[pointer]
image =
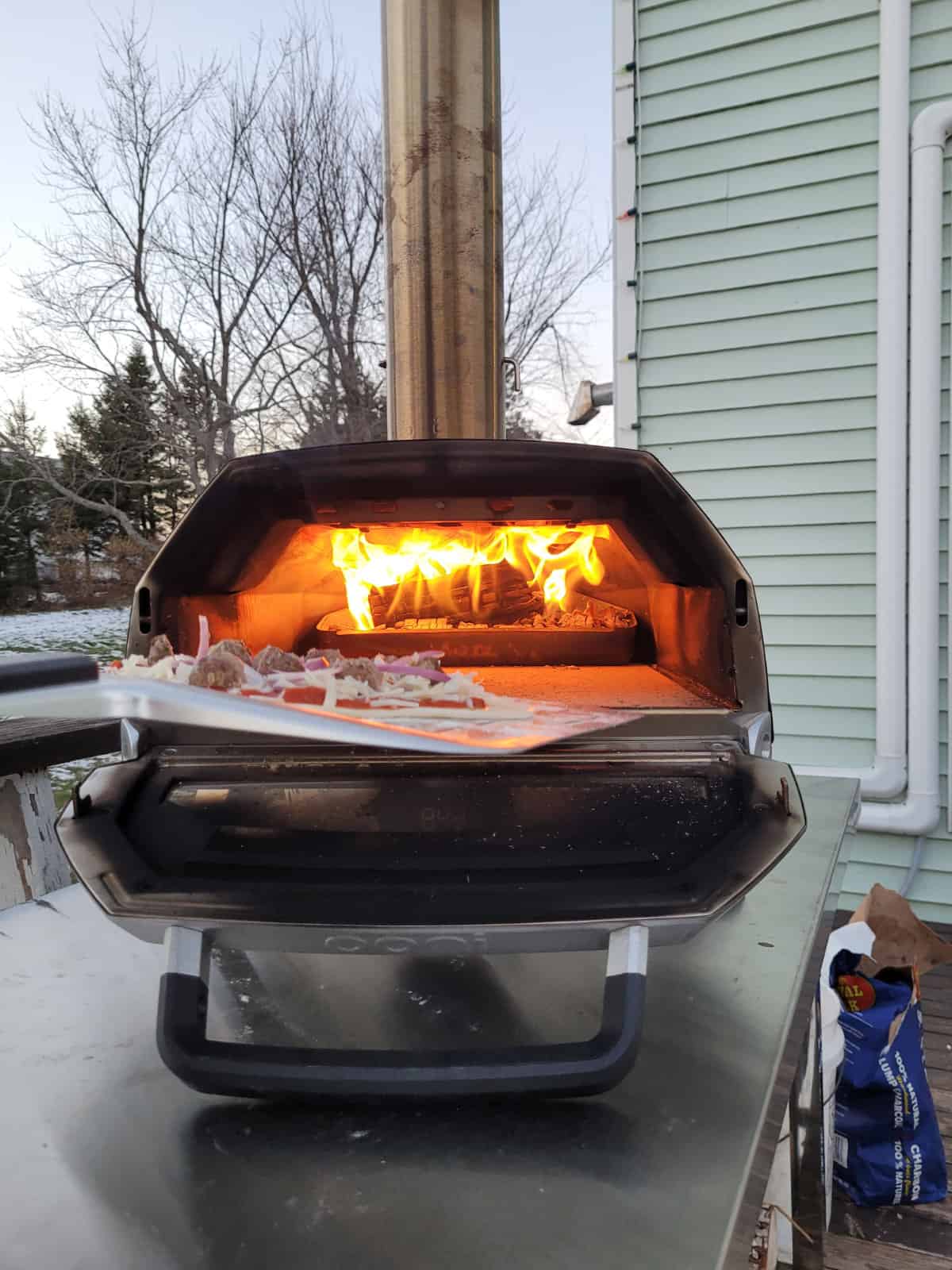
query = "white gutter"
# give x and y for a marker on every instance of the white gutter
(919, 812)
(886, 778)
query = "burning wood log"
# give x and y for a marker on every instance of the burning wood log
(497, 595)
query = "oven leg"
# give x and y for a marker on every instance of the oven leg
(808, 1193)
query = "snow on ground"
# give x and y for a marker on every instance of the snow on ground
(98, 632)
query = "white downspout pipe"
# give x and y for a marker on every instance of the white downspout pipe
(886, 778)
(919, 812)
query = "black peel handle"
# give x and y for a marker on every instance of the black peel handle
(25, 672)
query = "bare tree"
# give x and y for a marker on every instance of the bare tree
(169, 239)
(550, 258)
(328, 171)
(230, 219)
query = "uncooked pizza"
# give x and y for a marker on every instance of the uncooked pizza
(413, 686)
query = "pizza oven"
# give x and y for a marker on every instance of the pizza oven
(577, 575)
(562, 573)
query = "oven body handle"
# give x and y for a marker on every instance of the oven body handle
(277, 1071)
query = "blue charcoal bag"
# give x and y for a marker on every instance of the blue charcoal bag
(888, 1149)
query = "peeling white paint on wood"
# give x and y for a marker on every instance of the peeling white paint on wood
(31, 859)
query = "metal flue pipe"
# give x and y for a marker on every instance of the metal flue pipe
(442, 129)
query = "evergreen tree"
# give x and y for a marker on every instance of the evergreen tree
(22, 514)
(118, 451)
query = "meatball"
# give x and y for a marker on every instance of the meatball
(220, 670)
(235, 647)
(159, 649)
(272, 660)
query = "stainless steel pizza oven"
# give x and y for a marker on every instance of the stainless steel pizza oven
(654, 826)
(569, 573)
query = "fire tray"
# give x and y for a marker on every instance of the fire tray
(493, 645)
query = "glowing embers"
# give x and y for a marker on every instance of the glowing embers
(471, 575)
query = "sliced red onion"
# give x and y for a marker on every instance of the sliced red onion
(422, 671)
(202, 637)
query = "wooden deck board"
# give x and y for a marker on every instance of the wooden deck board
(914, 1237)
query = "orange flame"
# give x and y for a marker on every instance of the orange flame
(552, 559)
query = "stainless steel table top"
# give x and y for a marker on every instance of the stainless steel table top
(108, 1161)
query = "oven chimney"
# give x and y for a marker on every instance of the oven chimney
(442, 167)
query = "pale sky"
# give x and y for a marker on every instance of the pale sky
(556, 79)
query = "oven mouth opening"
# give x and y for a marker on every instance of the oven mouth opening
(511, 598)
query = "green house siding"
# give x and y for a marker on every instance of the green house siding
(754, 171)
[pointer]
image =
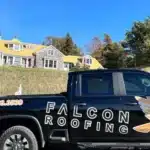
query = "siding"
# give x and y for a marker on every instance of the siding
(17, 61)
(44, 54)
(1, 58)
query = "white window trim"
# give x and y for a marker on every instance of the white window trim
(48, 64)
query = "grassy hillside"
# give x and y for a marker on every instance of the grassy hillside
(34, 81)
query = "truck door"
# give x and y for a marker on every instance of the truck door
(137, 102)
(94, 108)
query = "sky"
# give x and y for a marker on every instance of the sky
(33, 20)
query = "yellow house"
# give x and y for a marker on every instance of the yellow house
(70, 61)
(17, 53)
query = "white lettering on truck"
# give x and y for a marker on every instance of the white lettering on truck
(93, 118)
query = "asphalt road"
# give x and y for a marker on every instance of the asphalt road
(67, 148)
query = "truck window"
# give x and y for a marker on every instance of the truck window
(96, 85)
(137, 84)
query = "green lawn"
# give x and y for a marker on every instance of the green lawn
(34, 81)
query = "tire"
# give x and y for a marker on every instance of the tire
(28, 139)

+ + + + +

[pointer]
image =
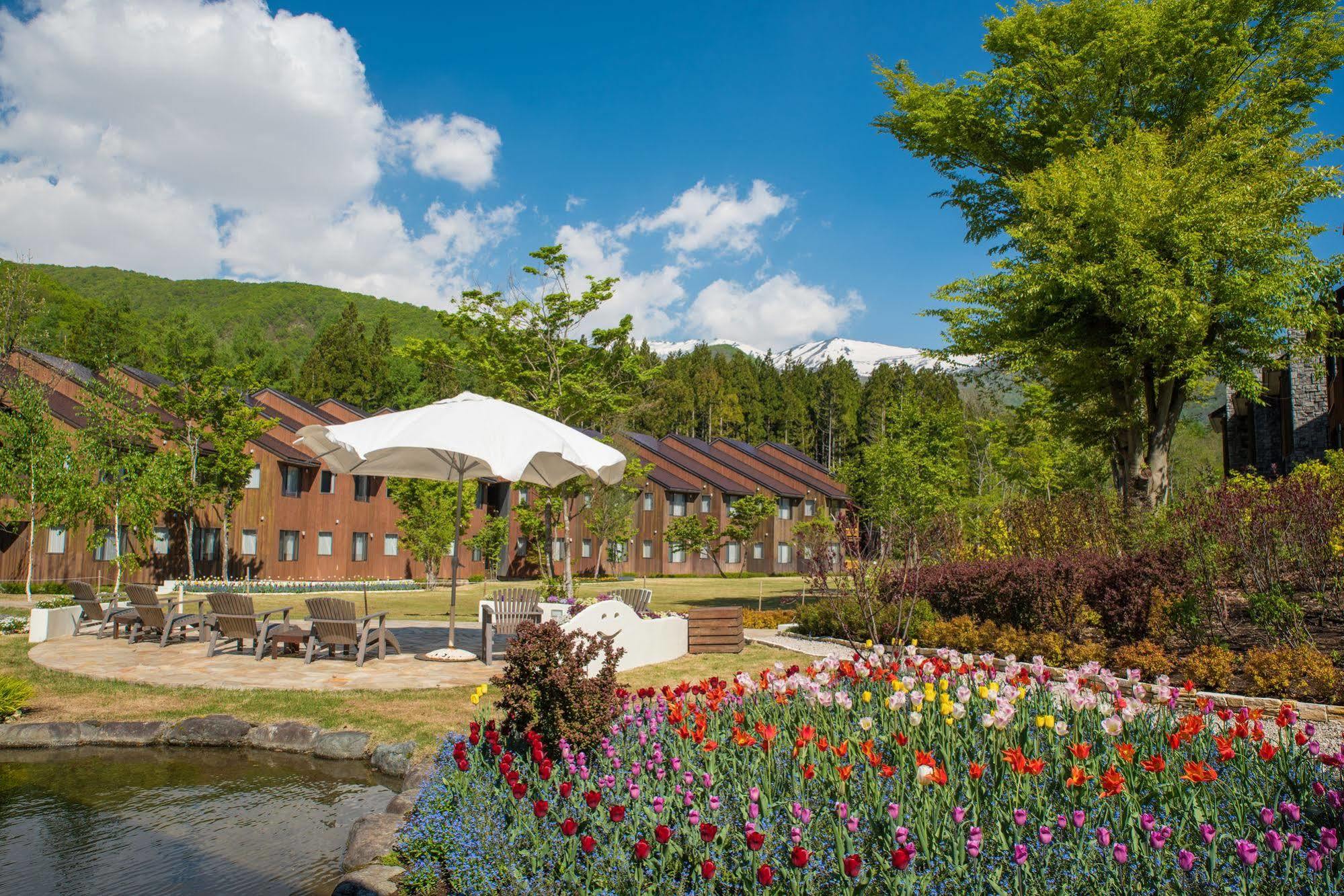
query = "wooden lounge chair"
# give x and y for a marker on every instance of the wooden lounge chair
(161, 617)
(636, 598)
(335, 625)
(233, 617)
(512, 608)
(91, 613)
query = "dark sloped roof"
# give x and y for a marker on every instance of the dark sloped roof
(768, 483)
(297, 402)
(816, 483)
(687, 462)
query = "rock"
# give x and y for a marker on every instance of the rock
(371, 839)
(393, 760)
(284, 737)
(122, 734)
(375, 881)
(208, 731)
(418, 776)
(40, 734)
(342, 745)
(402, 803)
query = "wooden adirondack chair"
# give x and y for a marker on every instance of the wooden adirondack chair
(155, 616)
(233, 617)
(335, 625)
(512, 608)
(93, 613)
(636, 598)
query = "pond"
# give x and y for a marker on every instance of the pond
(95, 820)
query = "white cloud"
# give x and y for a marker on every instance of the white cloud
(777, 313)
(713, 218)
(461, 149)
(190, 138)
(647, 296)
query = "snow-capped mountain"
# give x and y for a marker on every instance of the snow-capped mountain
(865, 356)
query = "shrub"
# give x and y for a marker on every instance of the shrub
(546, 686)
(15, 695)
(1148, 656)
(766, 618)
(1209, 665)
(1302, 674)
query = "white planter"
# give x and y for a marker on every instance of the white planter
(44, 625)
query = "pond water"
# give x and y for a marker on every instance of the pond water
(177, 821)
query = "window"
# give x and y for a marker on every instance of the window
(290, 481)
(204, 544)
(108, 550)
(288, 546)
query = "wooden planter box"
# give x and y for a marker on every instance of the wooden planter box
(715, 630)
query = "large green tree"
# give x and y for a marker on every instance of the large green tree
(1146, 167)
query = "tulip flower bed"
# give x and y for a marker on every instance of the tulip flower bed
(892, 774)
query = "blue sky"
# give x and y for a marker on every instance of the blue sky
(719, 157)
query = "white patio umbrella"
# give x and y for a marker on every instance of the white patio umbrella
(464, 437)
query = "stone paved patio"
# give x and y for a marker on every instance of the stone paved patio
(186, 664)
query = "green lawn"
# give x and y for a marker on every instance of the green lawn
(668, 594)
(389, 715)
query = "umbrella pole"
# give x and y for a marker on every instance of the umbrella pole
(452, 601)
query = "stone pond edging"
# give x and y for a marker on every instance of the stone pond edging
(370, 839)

+ + + + +

- INSTRUCTIONS FOR THE TASK
Copy out each line in the items above that contains the string "tire". The match is case-sensitive.

- ANSWER TO THE PROBLEM
query = "tire"
# give x and y for a marker on every instance of the tire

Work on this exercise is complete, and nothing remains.